━━━━━ GIVEN ENTRIES

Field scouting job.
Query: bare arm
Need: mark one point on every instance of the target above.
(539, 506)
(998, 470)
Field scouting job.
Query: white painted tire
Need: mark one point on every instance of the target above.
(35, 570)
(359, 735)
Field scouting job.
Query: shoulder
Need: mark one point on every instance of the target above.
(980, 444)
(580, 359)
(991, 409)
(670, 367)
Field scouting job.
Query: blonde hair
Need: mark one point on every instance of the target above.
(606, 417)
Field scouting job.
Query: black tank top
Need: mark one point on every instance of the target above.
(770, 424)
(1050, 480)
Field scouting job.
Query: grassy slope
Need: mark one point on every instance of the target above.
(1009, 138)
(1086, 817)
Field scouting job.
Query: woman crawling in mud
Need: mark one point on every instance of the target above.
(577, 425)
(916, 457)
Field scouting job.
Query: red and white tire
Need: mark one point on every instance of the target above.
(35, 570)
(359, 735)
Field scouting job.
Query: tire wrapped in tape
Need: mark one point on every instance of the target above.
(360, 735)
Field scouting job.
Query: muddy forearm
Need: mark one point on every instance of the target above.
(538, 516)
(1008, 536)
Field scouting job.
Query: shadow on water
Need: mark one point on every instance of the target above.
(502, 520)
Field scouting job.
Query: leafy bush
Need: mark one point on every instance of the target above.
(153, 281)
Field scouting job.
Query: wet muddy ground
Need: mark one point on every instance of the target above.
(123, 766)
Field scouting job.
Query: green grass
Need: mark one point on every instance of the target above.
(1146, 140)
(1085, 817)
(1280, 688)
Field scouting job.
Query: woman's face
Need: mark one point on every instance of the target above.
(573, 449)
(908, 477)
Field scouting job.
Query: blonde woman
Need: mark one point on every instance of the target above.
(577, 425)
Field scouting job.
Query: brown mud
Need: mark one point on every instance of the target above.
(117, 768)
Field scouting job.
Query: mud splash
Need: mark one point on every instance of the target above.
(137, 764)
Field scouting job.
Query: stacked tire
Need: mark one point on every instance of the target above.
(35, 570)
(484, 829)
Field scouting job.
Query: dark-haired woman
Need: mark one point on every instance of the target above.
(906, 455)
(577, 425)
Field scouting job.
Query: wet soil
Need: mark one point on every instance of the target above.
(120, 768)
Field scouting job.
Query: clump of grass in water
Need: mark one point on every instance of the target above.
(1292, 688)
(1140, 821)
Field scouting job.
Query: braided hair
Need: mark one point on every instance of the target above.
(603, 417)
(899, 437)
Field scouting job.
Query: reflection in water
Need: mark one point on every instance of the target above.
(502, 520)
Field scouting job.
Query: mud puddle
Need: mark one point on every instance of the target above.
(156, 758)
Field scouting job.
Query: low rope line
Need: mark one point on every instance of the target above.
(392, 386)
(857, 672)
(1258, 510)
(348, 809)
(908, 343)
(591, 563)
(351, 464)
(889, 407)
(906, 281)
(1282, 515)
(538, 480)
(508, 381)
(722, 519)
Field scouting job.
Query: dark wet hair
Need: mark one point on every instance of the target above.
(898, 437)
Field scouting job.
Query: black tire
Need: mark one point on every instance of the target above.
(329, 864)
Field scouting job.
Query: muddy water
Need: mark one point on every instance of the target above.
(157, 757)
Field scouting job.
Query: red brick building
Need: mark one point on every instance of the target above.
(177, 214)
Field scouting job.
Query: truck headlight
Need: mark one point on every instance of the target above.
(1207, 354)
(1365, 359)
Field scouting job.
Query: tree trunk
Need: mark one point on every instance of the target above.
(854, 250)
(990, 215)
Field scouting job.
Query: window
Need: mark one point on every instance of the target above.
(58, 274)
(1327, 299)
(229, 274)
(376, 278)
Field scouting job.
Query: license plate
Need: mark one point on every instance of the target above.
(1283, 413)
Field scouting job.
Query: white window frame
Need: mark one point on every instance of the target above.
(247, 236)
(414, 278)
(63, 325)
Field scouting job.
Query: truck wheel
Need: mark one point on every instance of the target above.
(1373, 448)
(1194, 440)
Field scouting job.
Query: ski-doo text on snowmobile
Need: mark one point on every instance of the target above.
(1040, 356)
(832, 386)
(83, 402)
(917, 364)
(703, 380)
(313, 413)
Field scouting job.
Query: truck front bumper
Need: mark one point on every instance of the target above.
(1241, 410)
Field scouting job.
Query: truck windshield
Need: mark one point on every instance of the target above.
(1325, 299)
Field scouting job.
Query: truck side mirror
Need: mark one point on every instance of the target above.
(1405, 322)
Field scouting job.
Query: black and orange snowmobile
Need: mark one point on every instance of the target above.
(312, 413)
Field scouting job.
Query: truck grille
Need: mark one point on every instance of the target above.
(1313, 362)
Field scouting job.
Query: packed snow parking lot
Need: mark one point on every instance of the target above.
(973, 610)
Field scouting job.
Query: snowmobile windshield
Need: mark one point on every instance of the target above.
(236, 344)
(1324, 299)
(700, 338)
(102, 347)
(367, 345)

━━━━━━━━━━

● **EXERCISE DESCRIPTION**:
Set the entries above down again, each one exactly as written.

● **SOLUTION FOR THIS PROBLEM**:
Field scouting job.
Query: bare arm
Need: mark one point on every instance of the target above.
(539, 506)
(998, 470)
Field scouting job.
Query: white painted tire
Need: mark one point on every instance of the target above.
(35, 570)
(359, 735)
Field scouting job.
Query: shoulder
Need: mark one point on every instance of the target above.
(980, 444)
(580, 359)
(991, 409)
(670, 367)
Field scouting job.
Query: blonde hair
Need: mark one point on every instance of the target above.
(606, 417)
Field scouting job.
Query: black tank top
Need: mark one point on every instance of the target above.
(770, 424)
(1050, 480)
Field scouting job.
Query: grassy slope
Need: mark one point on every instance of the target above.
(1009, 138)
(1086, 817)
Field scouting job.
Query: woman crawling in mud
Need: mark one point on every instance of the target above.
(577, 425)
(916, 457)
Field scouting job.
Query: red and white tire
Need: mark one point on every instance of the target above.
(35, 570)
(359, 735)
Field scouting job.
Query: tire wrapped in tape
Need: mark one point on every instance of the target above.
(360, 735)
Field scouting job.
Query: muddy forearm
Need: mark one point on every instance of the target above.
(538, 516)
(1008, 536)
Field scouting job.
Query: shadow on water
Need: mark one point on every instance of the target above.
(502, 520)
Field scouting job.
Query: leafy bush
Need: mark one point on every instance of the target above.
(153, 281)
Field scouting job.
Query: wet muddy ground
Need: mark one point on every instance of the target above.
(123, 766)
Field scouting job.
Query: green grass
Need: mark one point on every instance of the target above.
(1146, 140)
(1085, 817)
(1280, 688)
Field scouting job.
Query: woman's face
Need: mark one point on every instance of the target above.
(573, 449)
(908, 477)
Field scouting job.
Query: blonde woman
Need: mark one point on every instance of the target above.
(577, 425)
Field scouting job.
Query: brown mud
Need: mark one point on every instance of the target above.
(117, 768)
Field scouting job.
Query: mud splash
Need: mark one point on every instance of the target above.
(137, 764)
Field scouting job.
Query: stacked tire
Need: mark one point on every instance of the target above.
(35, 570)
(484, 829)
Field scouting job.
Query: dark-haired woman
Need: mark one point on every instance of the target above.
(906, 455)
(577, 425)
Field scouting job.
Query: wet soil
Need: mark one point on every instance of the target above.
(120, 768)
Field scouting job.
Query: clump of grass in water
Need: mark one point on every instance of the target above.
(1292, 688)
(1140, 821)
Field scouting job.
Query: braided hair
Need: mark one point on every instance of the target above.
(603, 417)
(899, 437)
Field scouting job.
Query: reflection in water
Need: mark one point on every instance of the target above.
(502, 520)
Field scouting job.
Query: mud puddle
Need: mark one point on every instance of the target above.
(156, 758)
Field scouting job.
Query: low rope line
Need: mark one point on every instance of the target above.
(392, 386)
(857, 672)
(1258, 510)
(348, 809)
(908, 343)
(591, 563)
(351, 464)
(889, 407)
(906, 281)
(1282, 515)
(538, 480)
(508, 381)
(722, 519)
Field scouting job.
Query: dark wet hair
Need: mark one point on every instance of the target above.
(898, 437)
Field scouting job.
Query: black tire
Need: mark one point on every instance of the target above.
(329, 864)
Field scouting job.
Query: muddy water
Need: mark one point on every instance of the target above.
(157, 757)
Field scouting job.
Query: red brick building
Need: mark one point on every instance of the target above.
(177, 214)
Field scouting job.
Query: truck headlight
Need: mark one point on every instance of the target above.
(1207, 354)
(1365, 359)
Field scouting job.
Query: tree trunk
Need: mark one point on every instance of the target above.
(854, 250)
(990, 215)
Field scouting job.
Query: window
Need: mark one point on every instance of the target above.
(58, 274)
(1327, 299)
(229, 274)
(376, 278)
Field scouting job.
Query: license plate
Need: mark one point on every instance of the target above.
(1283, 413)
Field scouting job.
Query: white window frame
Need: mark one point on every instance of the target above.
(247, 236)
(414, 278)
(63, 325)
Field scouting job.
Query: truck wheel
Need: mark one point on every instance of the target above.
(1373, 448)
(1194, 440)
Field scouting job.
Query: ski-doo text on snowmobile
Need: mark one point on every instance of the target above.
(1040, 356)
(832, 386)
(83, 402)
(917, 364)
(703, 380)
(313, 413)
Field scouting job.
Query: truck front bumper
Need: mark one point on every instance of the target above.
(1241, 410)
Field scouting job.
Query: truck windshield
Need: mark one point on every instance of the target above.
(1325, 299)
Field scouting job.
Query: truck side mirror
Need: mark one point on every instance of the target above.
(1405, 322)
Field scouting job.
Query: black and orange snowmobile
Need: mark one point on every instance of the target above.
(312, 413)
Field scouting job.
Query: truck grille
Need: mark one point on every instance of the target above.
(1313, 362)
Field scouting job.
Query: packed snow parking lot
Need: mark one point on every instance of the target above.
(973, 610)
Field scouting job.
Query: snowmobile windshield
Need: mark one point on every instance of the target above.
(236, 344)
(1324, 299)
(700, 338)
(102, 347)
(367, 345)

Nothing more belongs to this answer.